::: Excerpted data :::

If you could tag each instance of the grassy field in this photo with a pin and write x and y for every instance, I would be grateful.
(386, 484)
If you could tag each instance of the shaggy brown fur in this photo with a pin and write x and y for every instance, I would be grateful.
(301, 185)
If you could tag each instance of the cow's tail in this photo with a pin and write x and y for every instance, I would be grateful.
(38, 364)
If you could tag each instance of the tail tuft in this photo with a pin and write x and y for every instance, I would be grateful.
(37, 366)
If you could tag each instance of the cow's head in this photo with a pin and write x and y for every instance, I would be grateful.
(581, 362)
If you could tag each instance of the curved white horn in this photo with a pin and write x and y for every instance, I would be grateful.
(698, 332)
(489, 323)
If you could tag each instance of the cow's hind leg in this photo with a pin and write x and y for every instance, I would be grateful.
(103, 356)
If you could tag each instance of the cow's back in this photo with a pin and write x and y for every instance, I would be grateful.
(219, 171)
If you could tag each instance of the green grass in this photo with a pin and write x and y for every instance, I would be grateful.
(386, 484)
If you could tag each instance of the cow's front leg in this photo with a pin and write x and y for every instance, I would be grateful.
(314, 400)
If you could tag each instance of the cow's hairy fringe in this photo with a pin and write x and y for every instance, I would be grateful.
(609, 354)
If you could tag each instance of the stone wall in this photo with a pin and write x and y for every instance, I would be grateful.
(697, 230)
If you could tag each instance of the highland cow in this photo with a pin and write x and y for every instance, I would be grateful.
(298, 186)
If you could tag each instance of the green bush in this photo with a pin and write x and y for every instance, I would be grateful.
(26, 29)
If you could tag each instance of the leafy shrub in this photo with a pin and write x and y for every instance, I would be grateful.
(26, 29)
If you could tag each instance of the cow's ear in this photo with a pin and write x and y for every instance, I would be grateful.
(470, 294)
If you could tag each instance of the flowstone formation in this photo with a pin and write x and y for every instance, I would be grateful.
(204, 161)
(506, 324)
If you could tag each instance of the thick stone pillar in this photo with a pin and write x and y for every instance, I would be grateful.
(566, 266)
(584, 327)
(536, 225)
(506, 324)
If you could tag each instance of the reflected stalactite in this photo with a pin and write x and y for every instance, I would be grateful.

:::

Task goal
The entries above should be repeated exactly, every one of them.

Exercise result
If you could tag each instance of the grassy field in this photo with a pin and write x and y for every instance, I would be grateful.
(386, 484)
If you could tag each instance of the shaggy brown fur in this photo with a pin and write x and y for every instance, I would be grateful.
(301, 185)
If you could tag each instance of the cow's tail in this photo with a pin and write x and y for every instance, I would be grateful.
(38, 364)
If you could tag each instance of the tail tuft in this photo with a pin and write x and y for every instance, I would be grateful.
(37, 366)
If you could tag each instance of the cow's head in this photo with a pin and write x and y for every instance, I would be grateful.
(581, 362)
If you could tag each instance of the curved white horn in this photo with a pin and write x and y for every instance, I would be grateful.
(698, 332)
(489, 323)
If you could tag each instance of the cow's hind leg in this photo with a pin and write x and y for every instance, I would be grateful.
(103, 356)
If you could tag each instance of the cow's back in this photo with a pin and write x and y for every instance, I would be grateful.
(219, 171)
If you could tag each instance of the green grass in this photo with a pin and write x and y for every instance, I would be grateful.
(386, 484)
If you could tag each instance of the cow's front leg in this photo with a pin and write x and y for every instance, I would be grateful.
(314, 400)
If you could tag each instance of the cow's hairy fringe in this photo with a pin and write x and y for every instance, I would be grateful.
(609, 354)
If you could tag each instance of the stone wall in this photo with a pin and write x and y for every instance, I would be grateful.
(697, 230)
If you could tag each instance of the highland cow in this photo with a pin and write x and y for every instance, I would be grateful.
(298, 186)
If you could tag each instance of the green bush in this photo with a pin and write x and y for every instance, I would be grateful.
(26, 29)
If you could tag each instance of the leafy shrub in this photo with a pin and write x and y for every instance, I would be grateful.
(26, 29)
If you could tag each instance of the cow's ear in this photo with a pin and write x and y for every instance, I would be grateful.
(470, 294)
If you could tag each instance of the flowstone formation in this photo with a pin and write x and y for every instance, I would be grateful.
(204, 161)
(506, 324)
If you could tag each instance of the thick stone pillar in this photo with a pin and write x and y for every instance, I would be grateful.
(566, 266)
(584, 327)
(536, 225)
(506, 324)
If you could tag each instance of the reflected stalactite in this photo with a pin and write x and y for every instance, I would be grateful.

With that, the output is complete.